[PASSAGE PROVIDED — start]
So... My AI App Has Been Lying to Users (And How I Fixed It)

The creator of the AI-powered calorie tracking app Amy improved its accuracy by implementing a structured evaluation system called Brain Trust, which systematically tests and compares different AI configurations using realistic test cases and LLM-based judges. Through experiments separating search and reasoning tasks and switching search providers, they increased accuracy from 68% to 75%, highlighting the importance of rigorous evaluation, realistic testing, and continuous user feedback in developing reliable AI systems.

The video discusses the major challenge faced by the creator’s AI-powered calorie tracking app, Amy, which is accuracy. Since the app’s value depends entirely on the AI providing correct calorie and nutrition information, inaccuracies lead to user dissatisfaction and subscription cancellations. The AI model used, Perplexity Sonar, combines web search and reasoning to estimate calories, but users reported significant errors, especially with international and niche food items. The creator emphasizes the importance of structured testing and evaluation rather than ad-hoc fixes to improve AI accuracy.

To address this, the creator uses an evaluation system called Brain Trust, which organizes test cases, scoring functions, and experiments to systematically measure AI performance. The test cases include both synthetic data and real user-reported issues, with scorers that check for correct formatting and use large language models (LLMs) as judges to assess response quality. This setup allows side-by-side comparisons of different AI configurations to identify improvements or regressions, enabling more reliable and scalable AI development.
[PASSAGE PROVIDED — finish]
[STORED DATA — start]
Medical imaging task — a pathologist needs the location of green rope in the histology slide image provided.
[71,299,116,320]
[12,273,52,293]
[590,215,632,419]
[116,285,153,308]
[STORED DATA — finish]
WORK ORDER 1. Quote the stretch of the Amy calorie-app write-up from "The video discusses" through "improve AI accuracy.".
WORK ORDER 2. Extend the write-up about the Amy calorie-tracking app, starting after its last sentence.
None of the items are needed for what follows.

FINAL ANSWER 1.
The video discusses the major challenge faced by the creator’s AI-powered calorie tracking app, Amy, which is accuracy. Since the app’s value depends entirely on the AI providing correct calorie and nutrition information, inaccuracies lead to user dissatisfaction and subscription cancellations. The AI model used, Perplexity Sonar, combines web search and reasoning to estimate calories, but users reported significant errors, especially with international and niche food items. The creator emphasizes the importance of structured testing and evaluation rather than ad-hoc fixes to improve AI accuracy.

FINAL ANSWER 2.
Several experiments were conducted to improve accuracy. First, the creator separated the search and reasoning tasks by using Perplexity Search for retrieval and Gemini 3 Flash for reasoning, but this performed worse than the original Sonar model. Next, a mini-agent approach allowed multiple searches per query, improving accuracy but increasing cost and latency. Finally, switching the search provider from Perplexity to Exa while keeping Gemini 3 Flash for reasoning yielded the best results, improving accuracy from 68% to 75%, reducing latency, and maintaining cost efficiency. Attempts to further optimize search queries or restrict search domains did not improve performance.

The creator highlights common pitfalls in setting up AI evaluation systems, such as poorly designed judges that fail to detect hallucinations and overly simplistic test cases that do not challenge the AI. They stress the importance of curating realistic, difficult test cases and continuously updating the evaluation dataset with real user corrections to maintain and improve AI quality over time. This feedback loop ensures that the AI system evolves based on actual user needs and errors.

In conclusion, the video underscores key lessons: separating search and reasoning provides better control, the choice of search provider significantly impacts accuracy, simpler approaches can outperform more complex ones, and rigorous evaluation is essential for trustworthy AI development. The creator encourages viewers building AI systems to adopt similar evaluation frameworks and offers Brain Trust as a practical tool to facilitate this process. The video ends with an invitation for feedback and further discussion on AI evaluation techniques.